WHAT THE TASK ASKS: In the copy, include every entry exactly but none of the pictures.

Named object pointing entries
BEGIN
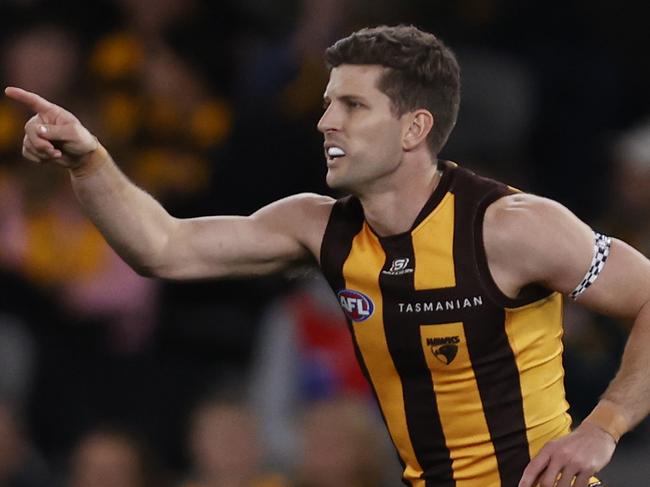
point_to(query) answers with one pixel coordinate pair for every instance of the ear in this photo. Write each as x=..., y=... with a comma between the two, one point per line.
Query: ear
x=418, y=124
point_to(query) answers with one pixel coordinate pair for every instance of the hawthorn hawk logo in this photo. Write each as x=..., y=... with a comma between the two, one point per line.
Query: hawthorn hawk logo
x=444, y=348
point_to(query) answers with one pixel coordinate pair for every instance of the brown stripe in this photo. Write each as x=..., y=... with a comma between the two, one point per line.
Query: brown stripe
x=493, y=360
x=346, y=221
x=404, y=343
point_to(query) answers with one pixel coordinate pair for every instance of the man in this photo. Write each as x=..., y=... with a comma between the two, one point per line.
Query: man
x=450, y=281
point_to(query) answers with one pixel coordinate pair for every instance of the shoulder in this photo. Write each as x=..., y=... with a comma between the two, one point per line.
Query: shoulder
x=518, y=211
x=529, y=239
x=302, y=205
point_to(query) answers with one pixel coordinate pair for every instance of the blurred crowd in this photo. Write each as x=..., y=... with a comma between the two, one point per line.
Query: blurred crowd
x=108, y=379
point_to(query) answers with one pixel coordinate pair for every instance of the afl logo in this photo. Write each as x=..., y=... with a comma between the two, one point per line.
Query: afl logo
x=357, y=306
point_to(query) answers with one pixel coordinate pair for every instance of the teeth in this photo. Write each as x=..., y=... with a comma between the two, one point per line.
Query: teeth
x=335, y=152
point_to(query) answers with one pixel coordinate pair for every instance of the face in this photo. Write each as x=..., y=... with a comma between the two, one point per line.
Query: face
x=104, y=461
x=363, y=137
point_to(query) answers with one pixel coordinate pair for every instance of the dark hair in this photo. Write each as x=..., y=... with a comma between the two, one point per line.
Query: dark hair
END
EXERCISE SOLUTION:
point_to(query) answers with one pixel coordinate pair for every instance of the ear in this photo. Write each as x=..., y=... with a comma between the two, one point per line.
Query: ear
x=418, y=124
point_to(query) answers with one pixel coordinate pair for every instance of the hawthorn hawk logo in this photo. Write each as x=..., y=... with a comma between the two, one point per line.
Query: hawthorn hawk logo
x=444, y=348
point_to(query) answers with one pixel coordinate pair for every instance of the brown stripe in this photo. Write each as x=..., y=... with a comma between the two, one point per line.
Query: brown stripe
x=493, y=360
x=346, y=221
x=404, y=343
point_to(query) answers with one pixel coordinate pair for every instance of the man in this photo. Write each as x=..., y=... with a comma between the two, one point per line.
Query: man
x=450, y=281
point_to(query) answers with one pixel coordinate pair for every instance of the shoulder in this photo. Write each as x=..., y=... with a comma between the two, one point per line.
Query: shoulder
x=518, y=211
x=529, y=239
x=302, y=205
point_to(query) answers with one pixel coordinate pair for every instance of the blurred crowd in this photo. Write each as x=..., y=... with a comma between the two, one point per line.
Query: blurred crowd
x=108, y=379
point_to(query) answers with one pixel coordinate pair for every instance of the afl logo in this photo. Write each as x=..., y=... with a comma between the two, one point per line.
Query: afl logo
x=357, y=306
point_to(query) answers with one pixel coordinate pair for every instance of the teeth in this photo. Write each as x=..., y=... with a comma between the two, one point per line.
Query: teeth
x=335, y=152
point_to(query) answers with one pixel coordinate pair for every instance of the face in this photo. Write each as x=..., y=... with a comma between the two, one point per line.
Query: face
x=104, y=461
x=363, y=137
point_to(query) answers with one pixel coordinate pair for every instance of the dark hair in this photo. Write each as x=..., y=... with a comma between the two, one point per line.
Query: dark hair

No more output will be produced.